[Coordinate annotation records]
>>>

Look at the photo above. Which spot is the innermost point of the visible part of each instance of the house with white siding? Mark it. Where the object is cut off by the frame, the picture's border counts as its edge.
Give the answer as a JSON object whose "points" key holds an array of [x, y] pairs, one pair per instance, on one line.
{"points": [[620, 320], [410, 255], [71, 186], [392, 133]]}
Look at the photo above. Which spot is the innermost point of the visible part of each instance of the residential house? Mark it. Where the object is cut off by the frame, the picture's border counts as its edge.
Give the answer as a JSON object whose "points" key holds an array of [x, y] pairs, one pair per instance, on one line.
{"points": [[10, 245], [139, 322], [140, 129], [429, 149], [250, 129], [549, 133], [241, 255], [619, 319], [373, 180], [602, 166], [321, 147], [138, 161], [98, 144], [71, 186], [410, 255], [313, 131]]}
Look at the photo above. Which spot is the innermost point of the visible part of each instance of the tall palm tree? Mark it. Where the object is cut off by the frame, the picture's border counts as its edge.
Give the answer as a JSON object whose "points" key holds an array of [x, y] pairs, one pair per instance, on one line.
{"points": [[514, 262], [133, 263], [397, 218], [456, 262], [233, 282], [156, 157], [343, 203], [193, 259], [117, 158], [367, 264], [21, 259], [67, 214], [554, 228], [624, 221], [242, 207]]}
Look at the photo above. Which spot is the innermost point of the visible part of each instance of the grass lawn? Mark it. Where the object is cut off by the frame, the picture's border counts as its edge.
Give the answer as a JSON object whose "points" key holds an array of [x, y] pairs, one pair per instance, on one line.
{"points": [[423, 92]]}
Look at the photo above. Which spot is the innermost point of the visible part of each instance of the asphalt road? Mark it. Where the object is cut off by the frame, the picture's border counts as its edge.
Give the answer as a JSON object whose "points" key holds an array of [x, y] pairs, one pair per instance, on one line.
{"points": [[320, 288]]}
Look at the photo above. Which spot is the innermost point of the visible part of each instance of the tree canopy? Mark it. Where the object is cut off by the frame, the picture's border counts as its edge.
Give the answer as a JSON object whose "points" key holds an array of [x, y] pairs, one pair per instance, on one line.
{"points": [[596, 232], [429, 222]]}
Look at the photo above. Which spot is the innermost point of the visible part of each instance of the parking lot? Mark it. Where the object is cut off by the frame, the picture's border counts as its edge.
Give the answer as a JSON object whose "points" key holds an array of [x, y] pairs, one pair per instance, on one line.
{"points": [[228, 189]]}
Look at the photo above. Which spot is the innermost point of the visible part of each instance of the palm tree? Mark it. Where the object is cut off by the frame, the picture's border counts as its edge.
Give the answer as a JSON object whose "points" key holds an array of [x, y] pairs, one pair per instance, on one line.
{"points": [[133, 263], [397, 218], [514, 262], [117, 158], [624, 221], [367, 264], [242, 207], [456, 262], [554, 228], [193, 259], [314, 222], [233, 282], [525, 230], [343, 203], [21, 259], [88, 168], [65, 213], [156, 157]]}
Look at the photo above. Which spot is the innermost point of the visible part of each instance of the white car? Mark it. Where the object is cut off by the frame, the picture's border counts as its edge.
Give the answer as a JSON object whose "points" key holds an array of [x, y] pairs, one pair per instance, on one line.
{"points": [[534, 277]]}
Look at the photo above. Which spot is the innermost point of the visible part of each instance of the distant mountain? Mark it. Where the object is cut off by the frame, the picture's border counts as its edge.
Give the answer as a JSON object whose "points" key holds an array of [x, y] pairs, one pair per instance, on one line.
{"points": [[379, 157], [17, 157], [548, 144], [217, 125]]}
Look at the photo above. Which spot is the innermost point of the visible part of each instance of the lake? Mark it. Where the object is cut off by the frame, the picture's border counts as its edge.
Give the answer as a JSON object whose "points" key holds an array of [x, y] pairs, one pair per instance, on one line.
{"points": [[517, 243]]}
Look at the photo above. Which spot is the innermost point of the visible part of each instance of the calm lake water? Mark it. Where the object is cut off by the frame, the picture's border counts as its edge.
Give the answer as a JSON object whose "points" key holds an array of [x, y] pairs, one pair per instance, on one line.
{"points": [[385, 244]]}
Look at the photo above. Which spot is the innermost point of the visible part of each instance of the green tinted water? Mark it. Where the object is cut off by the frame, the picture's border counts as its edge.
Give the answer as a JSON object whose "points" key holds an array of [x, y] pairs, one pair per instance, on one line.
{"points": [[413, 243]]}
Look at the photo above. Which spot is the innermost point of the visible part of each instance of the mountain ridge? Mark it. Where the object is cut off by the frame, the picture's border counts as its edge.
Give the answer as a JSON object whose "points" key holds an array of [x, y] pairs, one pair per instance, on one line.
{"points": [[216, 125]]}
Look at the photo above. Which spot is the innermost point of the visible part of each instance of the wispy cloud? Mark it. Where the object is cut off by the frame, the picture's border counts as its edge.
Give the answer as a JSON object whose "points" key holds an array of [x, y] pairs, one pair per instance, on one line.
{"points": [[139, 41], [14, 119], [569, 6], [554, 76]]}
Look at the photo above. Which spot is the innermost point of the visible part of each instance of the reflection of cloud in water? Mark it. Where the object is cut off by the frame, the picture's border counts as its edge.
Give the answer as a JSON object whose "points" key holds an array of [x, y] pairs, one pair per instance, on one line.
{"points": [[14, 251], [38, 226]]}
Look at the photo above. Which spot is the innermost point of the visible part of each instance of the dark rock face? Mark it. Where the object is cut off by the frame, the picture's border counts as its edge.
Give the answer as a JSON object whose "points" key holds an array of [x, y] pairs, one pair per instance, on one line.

<<<

**What to produce:** In the records above, find the line containing "of the mountain"; please retype it and every line after it through the last line, exactly and with nothing else.

**Final result:**
Look at the photo above. Which spot is the innermost point of the visible part of each instance of the mountain ridge? Mark it. Where the object is cut off by the frame, the picture's border counts as its edge.
Give the answer as a JSON object whose "points" key holds an array of [x, y] pairs, one pair per instance, on one line.
{"points": [[216, 125]]}
Look at the photo above. Which spot is the innermost point of the visible part of each instance of the wispy cloud? Mark it. Where the object is cut off by the frame, the picture's border counts as its edge.
Give the answer as a JSON object whose "points" key holds an array of [x, y] pairs, one pair per instance, on one line.
{"points": [[139, 41], [14, 119], [569, 6], [554, 76]]}
Look at the photo above. Which spot is the innermost point of the visible part of each instance of the reflection of cloud in water? Mark it. Where the object is cut off by the frame, the picture's border counts as its edge.
Give the answer as a JSON object whose "points" key holds an array of [x, y] pairs, one pair per instance, on one line.
{"points": [[14, 251], [38, 226]]}
Look at the photo above. Which spot is the innermost point of the visible part of each instance of the dark rock face? Mark it. Where the object is cut off by the frame, the picture's border counts as its edge.
Give the answer as a JSON object whose "points" key holds an array of [x, y] pairs, one pair per instance, on one line.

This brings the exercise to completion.